> **Given records**:
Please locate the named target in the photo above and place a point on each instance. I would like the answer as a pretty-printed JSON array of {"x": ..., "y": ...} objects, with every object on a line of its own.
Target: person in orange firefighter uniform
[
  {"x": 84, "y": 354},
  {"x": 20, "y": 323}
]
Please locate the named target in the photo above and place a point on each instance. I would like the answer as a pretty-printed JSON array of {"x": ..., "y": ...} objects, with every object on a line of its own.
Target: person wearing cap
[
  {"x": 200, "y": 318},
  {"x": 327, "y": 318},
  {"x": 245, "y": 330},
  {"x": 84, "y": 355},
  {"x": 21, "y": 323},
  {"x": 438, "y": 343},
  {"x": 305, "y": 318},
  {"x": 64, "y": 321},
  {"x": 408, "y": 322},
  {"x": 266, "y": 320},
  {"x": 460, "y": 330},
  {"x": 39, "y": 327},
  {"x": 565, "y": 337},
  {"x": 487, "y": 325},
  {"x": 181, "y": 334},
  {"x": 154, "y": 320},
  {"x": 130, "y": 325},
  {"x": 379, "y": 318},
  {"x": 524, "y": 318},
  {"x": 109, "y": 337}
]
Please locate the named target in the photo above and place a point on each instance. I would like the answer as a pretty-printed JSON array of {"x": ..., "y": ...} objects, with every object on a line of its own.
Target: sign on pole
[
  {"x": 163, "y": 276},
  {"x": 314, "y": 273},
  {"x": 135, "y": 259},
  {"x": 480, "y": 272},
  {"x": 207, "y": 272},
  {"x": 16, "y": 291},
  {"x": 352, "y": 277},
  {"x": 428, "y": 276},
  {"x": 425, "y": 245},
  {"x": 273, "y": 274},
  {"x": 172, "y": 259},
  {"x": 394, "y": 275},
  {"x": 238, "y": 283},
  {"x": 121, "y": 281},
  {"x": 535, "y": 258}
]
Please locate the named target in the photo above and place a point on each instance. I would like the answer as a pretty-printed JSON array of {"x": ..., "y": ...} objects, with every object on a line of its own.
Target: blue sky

> **Task requirements**: The entries above must be repeated word for word.

> **Task solution**:
Please locate the named target in the photo above and place a point on each instance. I would like the answer as a pretty-printed JSON array of {"x": ..., "y": ...} objects, with every object on a line of its own.
Target: person in orange firefighter uniform
[
  {"x": 84, "y": 354},
  {"x": 20, "y": 323}
]
Please locate the named target in the photo above and place a point on each instance. I would like the answer as a pretty-printed JSON array of {"x": ..., "y": ...} objects, with every object on a line of its own.
Target: person wearing cap
[
  {"x": 200, "y": 318},
  {"x": 327, "y": 318},
  {"x": 245, "y": 330},
  {"x": 84, "y": 355},
  {"x": 21, "y": 323},
  {"x": 438, "y": 343},
  {"x": 305, "y": 318},
  {"x": 64, "y": 321},
  {"x": 408, "y": 322},
  {"x": 266, "y": 320},
  {"x": 460, "y": 330},
  {"x": 39, "y": 327},
  {"x": 565, "y": 337},
  {"x": 487, "y": 325},
  {"x": 181, "y": 334},
  {"x": 154, "y": 320},
  {"x": 130, "y": 325},
  {"x": 379, "y": 318},
  {"x": 524, "y": 318},
  {"x": 109, "y": 337}
]
Please locate the named target in the photo above and place a point on each instance. I would like the answer as a pretty-printed JSON array of {"x": ..., "y": ...} objects, with every object on a line of its own.
Target: sign on pole
[
  {"x": 163, "y": 276},
  {"x": 314, "y": 273},
  {"x": 135, "y": 259},
  {"x": 480, "y": 272},
  {"x": 207, "y": 272},
  {"x": 16, "y": 291},
  {"x": 352, "y": 277},
  {"x": 428, "y": 276},
  {"x": 425, "y": 245},
  {"x": 273, "y": 274},
  {"x": 172, "y": 259},
  {"x": 394, "y": 275},
  {"x": 238, "y": 283},
  {"x": 121, "y": 281},
  {"x": 535, "y": 258}
]
Please locate the named target in the photo above and place a point on each instance. I would like the answer as a pretty-printed JSON array of {"x": ..., "y": ...} objects, with every object on a line of its own.
Target: blue sky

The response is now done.